* Begin MATERIAL FOR THIS TASK *
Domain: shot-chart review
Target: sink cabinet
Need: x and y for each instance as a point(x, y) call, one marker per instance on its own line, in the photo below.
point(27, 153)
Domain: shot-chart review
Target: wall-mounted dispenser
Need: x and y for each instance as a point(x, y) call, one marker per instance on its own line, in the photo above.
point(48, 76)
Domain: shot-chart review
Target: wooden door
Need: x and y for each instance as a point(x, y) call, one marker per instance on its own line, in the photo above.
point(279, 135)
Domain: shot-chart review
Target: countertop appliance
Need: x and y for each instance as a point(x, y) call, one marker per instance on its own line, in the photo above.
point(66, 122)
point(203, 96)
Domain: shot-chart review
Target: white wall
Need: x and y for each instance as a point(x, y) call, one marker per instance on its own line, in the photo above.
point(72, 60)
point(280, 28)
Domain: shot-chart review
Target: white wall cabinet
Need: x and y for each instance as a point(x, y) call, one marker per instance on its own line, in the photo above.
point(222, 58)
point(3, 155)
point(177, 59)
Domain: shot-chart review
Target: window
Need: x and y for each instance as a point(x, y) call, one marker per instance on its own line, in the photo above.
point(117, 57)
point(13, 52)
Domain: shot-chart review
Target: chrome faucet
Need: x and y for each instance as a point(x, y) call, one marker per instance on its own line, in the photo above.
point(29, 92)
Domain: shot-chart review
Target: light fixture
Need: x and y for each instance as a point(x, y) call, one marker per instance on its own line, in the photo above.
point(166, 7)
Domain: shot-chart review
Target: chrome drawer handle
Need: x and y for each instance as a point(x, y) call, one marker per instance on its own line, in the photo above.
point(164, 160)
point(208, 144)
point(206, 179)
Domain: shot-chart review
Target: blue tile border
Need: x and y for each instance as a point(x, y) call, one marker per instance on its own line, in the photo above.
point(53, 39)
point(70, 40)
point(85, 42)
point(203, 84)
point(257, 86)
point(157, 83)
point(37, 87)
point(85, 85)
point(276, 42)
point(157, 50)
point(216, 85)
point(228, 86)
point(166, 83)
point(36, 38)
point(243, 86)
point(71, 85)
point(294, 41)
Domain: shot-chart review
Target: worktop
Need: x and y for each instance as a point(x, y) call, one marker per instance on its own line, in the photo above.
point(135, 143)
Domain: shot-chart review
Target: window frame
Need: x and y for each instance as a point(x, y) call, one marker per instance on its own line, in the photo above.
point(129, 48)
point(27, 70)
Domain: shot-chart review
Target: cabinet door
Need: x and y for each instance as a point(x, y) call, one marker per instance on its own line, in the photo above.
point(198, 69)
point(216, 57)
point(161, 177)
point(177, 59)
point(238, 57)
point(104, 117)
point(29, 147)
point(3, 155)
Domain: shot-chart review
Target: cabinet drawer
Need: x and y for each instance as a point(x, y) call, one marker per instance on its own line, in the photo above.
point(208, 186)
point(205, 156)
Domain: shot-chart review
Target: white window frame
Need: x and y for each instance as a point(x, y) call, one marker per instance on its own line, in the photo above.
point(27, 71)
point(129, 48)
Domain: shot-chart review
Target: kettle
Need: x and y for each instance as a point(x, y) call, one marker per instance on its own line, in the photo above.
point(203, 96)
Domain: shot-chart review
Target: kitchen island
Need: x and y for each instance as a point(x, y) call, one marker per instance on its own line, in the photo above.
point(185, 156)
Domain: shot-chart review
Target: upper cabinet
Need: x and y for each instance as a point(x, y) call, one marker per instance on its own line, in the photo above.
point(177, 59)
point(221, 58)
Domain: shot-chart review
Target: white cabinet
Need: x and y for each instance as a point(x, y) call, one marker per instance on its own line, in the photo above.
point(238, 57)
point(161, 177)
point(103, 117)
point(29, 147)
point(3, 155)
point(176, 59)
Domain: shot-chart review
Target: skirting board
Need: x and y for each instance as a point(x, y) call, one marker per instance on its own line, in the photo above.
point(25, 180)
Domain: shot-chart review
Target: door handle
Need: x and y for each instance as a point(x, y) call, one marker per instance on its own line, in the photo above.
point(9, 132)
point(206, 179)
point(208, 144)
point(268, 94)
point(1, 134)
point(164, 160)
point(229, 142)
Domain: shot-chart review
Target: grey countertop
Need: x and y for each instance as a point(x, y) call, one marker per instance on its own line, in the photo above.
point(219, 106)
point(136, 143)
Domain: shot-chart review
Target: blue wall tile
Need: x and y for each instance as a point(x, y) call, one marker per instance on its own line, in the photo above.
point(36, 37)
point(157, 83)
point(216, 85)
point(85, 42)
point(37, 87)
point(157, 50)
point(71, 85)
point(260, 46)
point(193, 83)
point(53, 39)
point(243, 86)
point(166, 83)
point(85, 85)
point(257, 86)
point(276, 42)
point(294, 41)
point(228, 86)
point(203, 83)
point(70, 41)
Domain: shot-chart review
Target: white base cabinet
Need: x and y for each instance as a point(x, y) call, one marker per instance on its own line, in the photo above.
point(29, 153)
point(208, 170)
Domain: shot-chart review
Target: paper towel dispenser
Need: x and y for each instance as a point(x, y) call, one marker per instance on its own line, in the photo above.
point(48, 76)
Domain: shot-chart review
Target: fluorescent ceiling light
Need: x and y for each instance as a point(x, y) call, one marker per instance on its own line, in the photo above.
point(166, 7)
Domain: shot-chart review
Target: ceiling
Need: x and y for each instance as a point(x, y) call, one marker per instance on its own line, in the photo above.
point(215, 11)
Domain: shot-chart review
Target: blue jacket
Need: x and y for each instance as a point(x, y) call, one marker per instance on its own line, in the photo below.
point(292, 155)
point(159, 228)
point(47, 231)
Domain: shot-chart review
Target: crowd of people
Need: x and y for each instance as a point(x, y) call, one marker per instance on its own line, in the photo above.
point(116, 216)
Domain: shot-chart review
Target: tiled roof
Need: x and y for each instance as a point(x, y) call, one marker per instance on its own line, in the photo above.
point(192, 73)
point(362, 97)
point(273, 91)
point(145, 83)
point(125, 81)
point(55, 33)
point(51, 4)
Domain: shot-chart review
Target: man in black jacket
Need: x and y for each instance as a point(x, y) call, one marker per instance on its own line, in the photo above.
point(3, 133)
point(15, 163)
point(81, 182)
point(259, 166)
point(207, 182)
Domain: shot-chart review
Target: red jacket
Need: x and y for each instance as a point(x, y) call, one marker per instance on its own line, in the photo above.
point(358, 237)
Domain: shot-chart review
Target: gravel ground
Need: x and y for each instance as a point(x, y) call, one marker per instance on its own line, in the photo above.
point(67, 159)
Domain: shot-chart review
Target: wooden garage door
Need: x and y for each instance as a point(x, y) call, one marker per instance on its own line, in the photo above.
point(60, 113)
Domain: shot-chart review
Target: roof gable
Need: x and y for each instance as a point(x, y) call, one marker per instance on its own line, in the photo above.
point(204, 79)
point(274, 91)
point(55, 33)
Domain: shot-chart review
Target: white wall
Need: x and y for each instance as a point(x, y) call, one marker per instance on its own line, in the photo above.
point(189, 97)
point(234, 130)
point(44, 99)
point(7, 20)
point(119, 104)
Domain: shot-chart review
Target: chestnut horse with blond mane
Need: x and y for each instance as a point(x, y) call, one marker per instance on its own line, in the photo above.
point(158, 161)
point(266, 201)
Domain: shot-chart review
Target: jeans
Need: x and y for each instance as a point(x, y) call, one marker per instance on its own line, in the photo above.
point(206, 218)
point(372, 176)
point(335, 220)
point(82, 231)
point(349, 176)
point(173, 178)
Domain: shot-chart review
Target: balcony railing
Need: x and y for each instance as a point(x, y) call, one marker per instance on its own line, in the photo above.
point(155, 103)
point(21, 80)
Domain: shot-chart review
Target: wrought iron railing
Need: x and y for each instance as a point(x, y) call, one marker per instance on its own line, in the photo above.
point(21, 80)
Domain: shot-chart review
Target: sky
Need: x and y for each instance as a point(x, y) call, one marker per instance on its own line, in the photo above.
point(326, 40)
* End MATERIAL FOR THIS TASK *
Format all the material above as a JSON list of strings, with one string per line and blank lines omitted.

▸ THE SOLUTION
[
  "Domain: shot-chart review",
  "Target: sink cabinet",
  "Need: x and y for each instance as a point(x, y) call, one marker per instance on its own line, in the photo below.",
  "point(27, 153)",
  "Domain: shot-chart review",
  "Target: wall-mounted dispenser",
  "Need: x and y for each instance as a point(x, y) call, one marker per instance on its own line, in the photo above.",
  "point(48, 76)",
  "Domain: shot-chart review",
  "Target: wooden door",
  "Need: x and y for each instance as a point(x, y) call, one marker per instance on its own line, in the photo above.",
  "point(279, 135)",
  "Domain: shot-chart review",
  "Target: countertop appliance",
  "Need: x and y for each instance as a point(x, y) call, one marker per instance on its own line, in the photo above.",
  "point(66, 122)",
  "point(203, 96)",
  "Domain: shot-chart review",
  "Target: white wall",
  "Need: x and y for each instance as a point(x, y) call, one marker per instance on its own line, in the photo above.",
  "point(72, 60)",
  "point(280, 28)",
  "Domain: shot-chart review",
  "Target: white wall cabinet",
  "Need: x and y for each instance as a point(x, y) call, one marker per instance on its own line, in the photo above.",
  "point(222, 58)",
  "point(3, 155)",
  "point(177, 59)",
  "Domain: shot-chart review",
  "Target: window",
  "Need: x and y for each instance as a point(x, y) call, one marker per instance on its own line, in the photo above.",
  "point(117, 57)",
  "point(13, 52)",
  "Domain: shot-chart review",
  "Target: chrome faucet",
  "Need: x and y for each instance as a point(x, y) call, one marker per instance on its own line, in the photo above.",
  "point(29, 92)",
  "Domain: shot-chart review",
  "Target: light fixture",
  "Need: x and y for each instance as a point(x, y) call, one marker per instance on its own line, in the photo above.",
  "point(166, 7)",
  "Domain: shot-chart review",
  "Target: chrome drawer handle",
  "Need: x and y for each instance as a point(x, y) call, one marker per instance on its own line, in the photo above.",
  "point(164, 160)",
  "point(208, 144)",
  "point(206, 179)",
  "Domain: shot-chart review",
  "Target: blue tile border",
  "Need: x and y for each instance as a point(x, y) call, one marker per instance on its own line, in the photo above.",
  "point(53, 39)",
  "point(70, 40)",
  "point(85, 42)",
  "point(203, 84)",
  "point(257, 86)",
  "point(157, 83)",
  "point(37, 87)",
  "point(85, 85)",
  "point(276, 42)",
  "point(157, 50)",
  "point(216, 85)",
  "point(228, 86)",
  "point(166, 83)",
  "point(36, 38)",
  "point(243, 86)",
  "point(71, 85)",
  "point(294, 41)",
  "Domain: shot-chart review",
  "Target: worktop",
  "Need: x and y for each instance as a point(x, y) call, one marker per instance on its own line, in the photo above.",
  "point(135, 143)",
  "Domain: shot-chart review",
  "Target: window frame",
  "Need: x and y for each instance as a point(x, y) call, one marker per instance on its own line, in the photo above.",
  "point(129, 48)",
  "point(27, 70)",
  "Domain: shot-chart review",
  "Target: cabinet door",
  "Need: x and y for each instance as a point(x, y) call, one marker per instance on its own line, in the photo above.",
  "point(198, 69)",
  "point(216, 57)",
  "point(161, 177)",
  "point(177, 59)",
  "point(238, 57)",
  "point(104, 117)",
  "point(29, 147)",
  "point(3, 155)",
  "Domain: shot-chart review",
  "Target: cabinet drawer",
  "Need: x and y for each instance as a point(x, y) call, one marker per instance on its own line, in the photo above.",
  "point(208, 186)",
  "point(205, 156)",
  "Domain: shot-chart review",
  "Target: white window frame",
  "Need: x and y for each instance as a point(x, y) call, one marker per instance on its own line, in the photo above.",
  "point(27, 71)",
  "point(129, 48)",
  "Domain: shot-chart review",
  "Target: kettle",
  "Need: x and y for each instance as a point(x, y) call, one marker per instance on its own line, in the photo above.",
  "point(203, 96)",
  "Domain: shot-chart review",
  "Target: kitchen island",
  "Need: x and y for each instance as a point(x, y) call, one marker per instance on its own line, in the photo above.",
  "point(185, 156)",
  "Domain: shot-chart review",
  "Target: upper cabinet",
  "Need: x and y for each instance as a point(x, y) call, one marker per instance on its own line, in the photo above.",
  "point(177, 59)",
  "point(221, 58)",
  "Domain: shot-chart review",
  "Target: white cabinet",
  "Need: x and y for each instance as a point(x, y) call, one marker per instance on its own line, in the photo above.",
  "point(238, 57)",
  "point(161, 177)",
  "point(103, 117)",
  "point(29, 147)",
  "point(3, 155)",
  "point(176, 59)",
  "Domain: shot-chart review",
  "Target: skirting board",
  "Need: x and y for each instance as a point(x, y) call, one marker per instance on its own line, in the photo above.",
  "point(25, 180)",
  "Domain: shot-chart review",
  "Target: door handle",
  "Need: x and y for each instance as a point(x, y) call, one marker per instance on its own line, in the photo above.",
  "point(9, 132)",
  "point(206, 179)",
  "point(208, 144)",
  "point(268, 94)",
  "point(1, 134)",
  "point(164, 160)",
  "point(229, 142)",
  "Domain: shot-chart review",
  "Target: grey countertop",
  "Need: x and y for each instance as a point(x, y) call, one marker per instance on its own line, in the photo above.",
  "point(219, 106)",
  "point(136, 143)",
  "Domain: shot-chart review",
  "Target: blue wall tile",
  "Need: x and y for each instance as a point(x, y) call, one marker per instance on its own line, in the photo above.",
  "point(36, 37)",
  "point(157, 83)",
  "point(216, 85)",
  "point(85, 42)",
  "point(37, 87)",
  "point(157, 50)",
  "point(71, 85)",
  "point(260, 46)",
  "point(193, 83)",
  "point(53, 39)",
  "point(243, 86)",
  "point(166, 83)",
  "point(85, 85)",
  "point(257, 86)",
  "point(276, 42)",
  "point(294, 41)",
  "point(228, 86)",
  "point(203, 83)",
  "point(70, 41)",
  "Domain: shot-chart review",
  "Target: white base cabinet",
  "Need: x and y for each instance as a point(x, y) call, one marker per instance on its own line, in the photo above.",
  "point(29, 153)",
  "point(208, 170)",
  "Domain: shot-chart review",
  "Target: paper towel dispenser",
  "Need: x and y for each instance as a point(x, y) call, one marker per instance on its own line, in the photo above.",
  "point(48, 76)",
  "Domain: shot-chart review",
  "Target: fluorescent ceiling light",
  "Need: x and y for each instance as a point(x, y) call, one marker per instance on its own line, in the photo above.",
  "point(166, 7)",
  "Domain: shot-chart review",
  "Target: ceiling",
  "Need: x and y for each instance as a point(x, y) call, one marker per instance on its own line, in the photo above.",
  "point(215, 11)",
  "Domain: shot-chart review",
  "Target: blue jacket",
  "Need: x and y for each instance as a point(x, y) call, one marker per instance on its own line, in the photo below.",
  "point(292, 155)",
  "point(159, 228)",
  "point(47, 231)",
  "Domain: shot-chart review",
  "Target: crowd of people",
  "Need: x and y for each instance as a point(x, y) call, one marker per instance on its own line, in the photo above.",
  "point(116, 216)",
  "Domain: shot-chart review",
  "Target: tiled roof",
  "Need: x and y for each instance as a point(x, y) call, one marker per instance on its own line, in the photo above.",
  "point(192, 73)",
  "point(362, 97)",
  "point(273, 91)",
  "point(145, 83)",
  "point(125, 81)",
  "point(55, 33)",
  "point(51, 4)",
  "Domain: shot-chart review",
  "Target: man in black jacket",
  "Need: x and y for each instance as a point(x, y) call, one marker per instance on its own line, in the photo above.",
  "point(3, 133)",
  "point(15, 163)",
  "point(81, 182)",
  "point(259, 166)",
  "point(207, 182)",
  "Domain: shot-chart review",
  "Target: red jacket",
  "Need: x and y for each instance as a point(x, y) call, one marker per instance on its own line, in the photo above.",
  "point(358, 237)",
  "Domain: shot-chart review",
  "Target: gravel ground",
  "Need: x and y for each instance as a point(x, y) call, one marker per instance on its own line, in the photo above.",
  "point(67, 159)",
  "Domain: shot-chart review",
  "Target: wooden garage door",
  "Need: x and y for each instance as a point(x, y) call, one marker per instance on its own line, in the photo above.",
  "point(60, 113)",
  "Domain: shot-chart review",
  "Target: roof gable",
  "Need: x and y for each instance as a point(x, y) call, one marker per instance on its own line, in the photo above.",
  "point(204, 79)",
  "point(274, 91)",
  "point(55, 33)",
  "Domain: shot-chart review",
  "Target: white wall",
  "Need: x and y for each instance as a point(x, y) call, one marker per instance on its own line, in the photo above.",
  "point(189, 97)",
  "point(234, 130)",
  "point(44, 99)",
  "point(7, 20)",
  "point(119, 104)",
  "Domain: shot-chart review",
  "Target: chestnut horse with blond mane",
  "Need: x and y for each instance as a point(x, y) call, one marker per instance on its own line, in the photo above.",
  "point(158, 161)",
  "point(266, 201)",
  "Domain: shot-chart review",
  "Target: jeans",
  "Need: x and y for each instance as a point(x, y) call, one marker per instance on its own line, in the photo above.",
  "point(206, 218)",
  "point(372, 176)",
  "point(335, 220)",
  "point(82, 231)",
  "point(349, 176)",
  "point(173, 178)",
  "Domain: shot-chart review",
  "Target: balcony railing",
  "Need: x and y for each instance as a point(x, y) call, one marker per instance on its own line, in the photo above.",
  "point(155, 103)",
  "point(21, 80)",
  "Domain: shot-chart review",
  "Target: wrought iron railing",
  "Need: x and y for each instance as a point(x, y) call, one marker per instance on its own line, in the photo above.",
  "point(21, 80)",
  "Domain: shot-chart review",
  "Target: sky",
  "Need: x and y for each instance as a point(x, y) call, one marker per instance on its own line, in the photo above.",
  "point(326, 40)"
]